=== A fazer ===
1 - No texto sobre best-sellers e cinema, por que quem nem gostava de literatura vai querer ler o livro?
2 - Repita o trecho do texto sobre best-sellers e cinema que começa em "Mas estamos num" e termina em "globalizado.".
3 - Retome o texto sobre best-sellers e cinema a partir do ponto em que ele termina.
::: Texto fornecido :::
Mas estamos num país de vassalos e tudo o que o suserano ianque
envia a gente lê e adora... São obras que nunca chegam sozinhas
(digo, não apenas em formato LIVRO, com suas traduções
'mastigadas' e suspeitas), mas sempre há todo um 'merchandising'
em forma de revistas, fotos, documentários, camisetas, broches e
tudo culmina em superproduções cinematográficas hollywoodianas
que gastam e fortunas e recuperam tudo em superfaturamentos nas
bilheterias norte-americanas e no resto do mundo americanizado, digo,
globalizado.
Daí
o cinema (com suas plateias ávidas de entretenimento e inchadas de
voyeurismo) 'impulsionar' a venda do livro. Quem nem
gosta(va) de 'literatura' vai querer ler o livro para entender melhor
o filme (geralmente mais 'focado' nos efeitos especiais do que na
'narrativa', na 'psicologia das personagens') e vai divulgar para os
amigos e colegas. As vendas aumentam, os títulos sobem nas 'listas
de best-sellers' e temos mais vendagem (de acordo com o
científico fenômeno “maria-vai-com-as-outras”)
::: Dados fornecidos :::
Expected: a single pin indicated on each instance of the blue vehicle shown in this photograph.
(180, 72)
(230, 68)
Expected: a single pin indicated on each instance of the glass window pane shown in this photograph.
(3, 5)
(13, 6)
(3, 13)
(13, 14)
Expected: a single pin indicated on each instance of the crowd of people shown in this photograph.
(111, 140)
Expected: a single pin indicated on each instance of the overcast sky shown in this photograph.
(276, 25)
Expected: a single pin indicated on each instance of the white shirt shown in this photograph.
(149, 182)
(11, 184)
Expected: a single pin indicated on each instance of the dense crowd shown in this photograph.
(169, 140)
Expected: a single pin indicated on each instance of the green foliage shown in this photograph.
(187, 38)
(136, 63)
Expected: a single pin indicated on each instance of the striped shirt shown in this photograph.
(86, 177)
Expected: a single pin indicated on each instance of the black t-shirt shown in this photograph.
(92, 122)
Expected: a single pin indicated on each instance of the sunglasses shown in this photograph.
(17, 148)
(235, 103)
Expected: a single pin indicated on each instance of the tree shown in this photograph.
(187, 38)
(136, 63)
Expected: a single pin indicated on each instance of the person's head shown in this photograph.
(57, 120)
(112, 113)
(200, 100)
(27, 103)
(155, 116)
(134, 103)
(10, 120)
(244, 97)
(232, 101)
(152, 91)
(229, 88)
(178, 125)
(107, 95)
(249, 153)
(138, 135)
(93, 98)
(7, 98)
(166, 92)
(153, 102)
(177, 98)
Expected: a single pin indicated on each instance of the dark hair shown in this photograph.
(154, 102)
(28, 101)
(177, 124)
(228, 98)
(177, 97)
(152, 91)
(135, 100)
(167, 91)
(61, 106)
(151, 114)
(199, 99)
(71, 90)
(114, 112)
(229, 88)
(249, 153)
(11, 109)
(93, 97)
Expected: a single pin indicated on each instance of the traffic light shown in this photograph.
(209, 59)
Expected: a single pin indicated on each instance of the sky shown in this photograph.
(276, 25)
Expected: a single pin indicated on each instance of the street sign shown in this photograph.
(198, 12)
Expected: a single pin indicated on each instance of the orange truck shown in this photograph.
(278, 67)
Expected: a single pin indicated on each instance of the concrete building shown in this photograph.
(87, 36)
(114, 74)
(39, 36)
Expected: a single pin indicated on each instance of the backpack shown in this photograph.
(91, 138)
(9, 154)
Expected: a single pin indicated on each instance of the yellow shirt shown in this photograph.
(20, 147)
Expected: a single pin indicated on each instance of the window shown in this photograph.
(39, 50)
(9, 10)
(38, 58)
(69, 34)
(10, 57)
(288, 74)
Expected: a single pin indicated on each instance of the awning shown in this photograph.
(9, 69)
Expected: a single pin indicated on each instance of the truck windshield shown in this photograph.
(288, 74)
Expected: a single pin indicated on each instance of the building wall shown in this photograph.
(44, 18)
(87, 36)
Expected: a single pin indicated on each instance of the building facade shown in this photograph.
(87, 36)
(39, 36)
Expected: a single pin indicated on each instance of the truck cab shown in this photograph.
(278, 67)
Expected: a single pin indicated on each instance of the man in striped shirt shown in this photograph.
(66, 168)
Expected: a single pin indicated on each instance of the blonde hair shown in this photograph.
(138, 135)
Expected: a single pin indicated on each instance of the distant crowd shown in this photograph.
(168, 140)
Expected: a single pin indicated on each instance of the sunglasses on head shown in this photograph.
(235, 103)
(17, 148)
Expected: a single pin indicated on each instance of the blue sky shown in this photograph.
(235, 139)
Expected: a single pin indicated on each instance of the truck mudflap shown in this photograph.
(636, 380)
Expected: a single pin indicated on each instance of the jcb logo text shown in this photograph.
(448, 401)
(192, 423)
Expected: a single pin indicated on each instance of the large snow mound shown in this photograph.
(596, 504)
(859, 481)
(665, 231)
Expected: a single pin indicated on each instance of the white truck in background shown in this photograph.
:::
=== Respostas ===
1 - Para entender melhor o filme.

2 -
Mas estamos num país de vassalos e tudo o que o suserano ianque
envia a gente lê e adora... São obras que nunca chegam sozinhas
(digo, não apenas em formato LIVRO, com suas traduções
'mastigadas' e suspeitas), mas sempre há todo um 'merchandising'
em forma de revistas, fotos, documentários, camisetas, broches e
tudo culmina em superproduções cinematográficas hollywoodianas
que gastam e fortunas e recuperam tudo em superfaturamentos nas
bilheterias norte-americanas e no resto do mundo americanizado, digo,
globalizado.

3 -
Para
resumir e finalizar. Por que ler os best-sellers? Para ter um
fácil entretenimento. Pode ser. Caso tenhamos tempo e não gostemos
de 'palavras-cruzadas'... Mas fazendo um link com a pergunta
anterior ('por que ler os clássicos?'), a qual Calvino
responde com uma outra pergunta, “Por que não lê-los?”,
respondo que “então vamos ler os best-sellers depois de
termos lido os clássicos”, se sobrar tempo. (Se é que vai sobrar
algum...)
Afinal,
por que eu trocaria a leitura (e a releitura) de “Crime e
Castigo” para ler “O Senhor dos Anéis”? Ou que por
que eu deixaria a leitura (e releitura) de “Drácula” para
ler os livros de Anne Rice ou S. Meyer?
Afinal
de contas, a vida é curta e nunca vamos ler todos os livros. Se não
vamos conseguir ler nem os 'clássicos', por que desperdiçar tempo e
retina com os 'enlatados' best-sellers com 'reluzente
embalagem midiática'?
Fev/10
(revsd: mai/12)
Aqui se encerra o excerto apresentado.